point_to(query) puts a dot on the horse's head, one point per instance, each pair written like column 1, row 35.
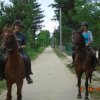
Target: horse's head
column 9, row 40
column 78, row 40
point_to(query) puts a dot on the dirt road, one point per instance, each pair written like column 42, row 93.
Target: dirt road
column 52, row 80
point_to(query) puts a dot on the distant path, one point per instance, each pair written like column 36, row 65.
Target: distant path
column 52, row 80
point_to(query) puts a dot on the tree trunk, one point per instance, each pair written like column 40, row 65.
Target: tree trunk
column 99, row 55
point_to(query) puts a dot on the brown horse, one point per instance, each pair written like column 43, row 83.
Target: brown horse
column 14, row 66
column 82, row 62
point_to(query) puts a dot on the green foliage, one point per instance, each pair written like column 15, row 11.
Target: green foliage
column 43, row 38
column 28, row 11
column 78, row 11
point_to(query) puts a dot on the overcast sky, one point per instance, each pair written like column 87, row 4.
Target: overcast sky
column 48, row 12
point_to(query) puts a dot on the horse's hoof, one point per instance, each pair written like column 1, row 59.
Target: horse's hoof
column 86, row 98
column 79, row 96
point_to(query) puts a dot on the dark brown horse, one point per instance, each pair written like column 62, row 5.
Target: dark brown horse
column 14, row 66
column 82, row 62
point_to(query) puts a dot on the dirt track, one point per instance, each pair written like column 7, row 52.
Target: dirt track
column 52, row 80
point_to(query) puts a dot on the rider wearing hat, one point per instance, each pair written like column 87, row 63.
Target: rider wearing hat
column 88, row 40
column 20, row 37
column 86, row 34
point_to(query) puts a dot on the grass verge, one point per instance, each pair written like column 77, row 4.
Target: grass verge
column 33, row 55
column 95, row 94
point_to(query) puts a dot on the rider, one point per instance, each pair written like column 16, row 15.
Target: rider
column 20, row 37
column 22, row 44
column 88, row 40
column 86, row 34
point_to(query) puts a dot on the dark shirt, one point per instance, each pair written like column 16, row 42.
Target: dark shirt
column 21, row 40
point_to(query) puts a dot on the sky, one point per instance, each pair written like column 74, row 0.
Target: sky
column 48, row 24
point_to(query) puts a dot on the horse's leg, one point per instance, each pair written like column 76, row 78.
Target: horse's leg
column 19, row 90
column 86, row 86
column 9, row 87
column 79, row 87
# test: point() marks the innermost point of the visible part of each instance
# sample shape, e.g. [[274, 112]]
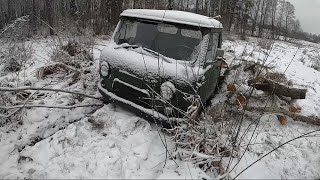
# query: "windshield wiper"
[[126, 46], [154, 53]]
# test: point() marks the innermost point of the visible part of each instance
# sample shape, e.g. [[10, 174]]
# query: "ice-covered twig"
[[49, 106]]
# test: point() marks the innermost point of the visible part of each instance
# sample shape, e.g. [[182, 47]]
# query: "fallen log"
[[277, 88], [296, 117]]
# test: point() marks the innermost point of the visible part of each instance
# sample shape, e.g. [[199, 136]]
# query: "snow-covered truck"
[[161, 64]]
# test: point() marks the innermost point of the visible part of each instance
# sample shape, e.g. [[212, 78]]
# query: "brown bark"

★ ★ ★ ★ ★

→ WORK TO COMPLETE
Output every line of the entries above as a numbered list, omitting blank lines and the pictures.

→ RESULT OF THE EXERCISE
1. point_to(query) puts a dot on the horse's head, one point per instance, each pair written like column 1, row 35.
2. Target: horse's head
3. column 9, row 40
4. column 78, row 40
5. point_to(query) puts a dot on the dirt road, one point per instance, each pair written like column 42, row 93.
6. Target: dirt road
7. column 52, row 80
8. point_to(query) puts a dot on the distant path, one point per instance, each pair written like column 36, row 65.
9. Target: distant path
10. column 52, row 80
11. point_to(query) puts a dot on the tree trunk, one point per instance, each pair written like column 40, row 65.
12. Target: tree trunk
13. column 99, row 55
14. point_to(query) puts a dot on the brown horse, one point per instance, each pair written like column 43, row 83.
15. Target: brown horse
16. column 14, row 66
17. column 82, row 62
18. point_to(query) puts a dot on the green foliage, one point per instance, each pair written like column 15, row 11.
19. Target: green foliage
20. column 43, row 38
21. column 28, row 11
22. column 78, row 11
23. point_to(query) puts a dot on the overcast sky, one point per instance, each pair written like column 87, row 4.
24. Target: overcast sky
25. column 48, row 12
26. point_to(query) puts a dot on the horse's hoof, one point per instance, each pair written like column 1, row 59.
27. Target: horse's hoof
28. column 86, row 98
29. column 79, row 96
30. point_to(query) puts a dot on the dark brown horse, one point per instance, each pair written like column 62, row 5.
31. Target: dark brown horse
32. column 14, row 66
33. column 82, row 62
34. point_to(query) puts a dot on the dirt track, one point per instance, each pair written like column 7, row 52.
35. Target: dirt track
36. column 52, row 80
37. point_to(query) puts a dot on the rider wearing hat, one point per instance, each pair written like column 87, row 63.
38. Target: rider wearing hat
39. column 88, row 40
40. column 20, row 37
41. column 86, row 34
42. point_to(query) puts a dot on the grass verge, one point per instance, each pair written like column 77, row 4.
43. Target: grass verge
44. column 33, row 55
45. column 95, row 94
46. point_to(query) puts a dot on the rider, one point per instance, each pair written like column 16, row 15.
47. Target: rider
48. column 20, row 37
49. column 22, row 44
50. column 88, row 40
51. column 86, row 34
52. point_to(query) puts a dot on the dark shirt, one point per instance, each pair written like column 16, row 42.
53. Target: dark shirt
54. column 21, row 40
55. point_to(query) puts a dot on the sky, one point per instance, each pair written like column 74, row 0.
56. Target: sky
57. column 48, row 24
58. point_to(query) puts a dot on the horse's leg, one point per instance, each pair written like column 76, row 78.
59. Target: horse's leg
60. column 19, row 90
61. column 86, row 86
62. column 9, row 87
63. column 79, row 87
64. # test: point() marks the innermost point of the visible part of each instance
65. # sample shape, e.g. [[274, 112]]
66. # query: "windshield wiper"
67. [[126, 46], [154, 53]]
68. # test: point() marks the innermost point of the visible part of each instance
69. # sample shape, e.g. [[10, 174]]
70. # query: "ice-covered twig"
71. [[49, 106]]
72. # test: point() marks the innermost point of the visible part of each instance
73. # sample shape, e.g. [[182, 47]]
74. # query: "fallen log"
75. [[277, 88], [296, 117]]
76. # test: point() marks the innermost point of the visible part of each instance
77. # sample shape, e.g. [[199, 136]]
78. # query: "snow-covered truck"
79. [[161, 64]]
80. # test: point() marks the innermost point of the visible part of each instance
81. # sample shape, e.g. [[212, 78]]
82. # query: "brown bark"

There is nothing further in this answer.